*** Passage to read
FIPS 186-4 has 5 different algorithms for key generation, and all of them rely on testing GCD(a,n) == 1 many times. Cachegrind was showing that during a RSA keygen operation, the function BN_gcd() was taking a considerable percentage of the total cycles. The default provider uses multiprime keygen, which seemed to be much faster. This is because it uses BN_mod_inverse() instead. For a 4096 bit key, the entropy of a key that was taking a long time to generate was recorded and fed back into subsequent runs. Roughly 40% of the cycle time was BN_gcd() with most of the remainder in the prime testing. Changing to use the inverse resulted in the cycle count being 96% in the prime testing. Reviewed-by: Paul Dale <pauli@openssl.org> Reviewed-by: Tomas Mraz <tomas@openssl.org> (Merged from https://github.com/openssl/openssl/pull/19578)
******
*** Data segment
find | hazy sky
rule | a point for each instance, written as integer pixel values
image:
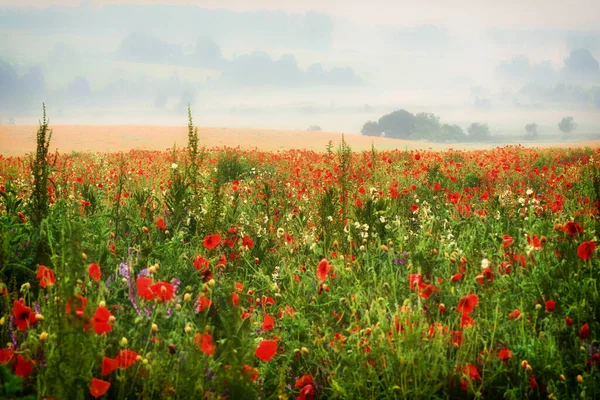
******
**Jobs**
(1) Summarize the RSA key generation note in two sentences.
(2) According to the RSA key generation note, how many different key generation algorithms does FIPS 186-4 have?
(3) Using the RSA key generation note, explain in one or two sentences why the default provider's multiprime key generation seemed much faster.

**The results**
(1) Under FIPS 186-4, the key generation algorithms repeatedly test whether GCD(a,n) equals 1, and Cachegrind showed that BN_gcd() took a considerable share of cycles during RSA key generation: about 40% for a slow 4096-bit key, with most of the rest in prime testing. The default provider's multiprime key generation was faster because it uses BN_mod_inverse(), and switching to the inverse put 96% of the cycle count in prime testing.

(2) Five.

(3) It uses BN_mod_inverse() instead of BN_gcd(). BN_gcd() was taking a considerable percentage of the total cycles during RSA key generation.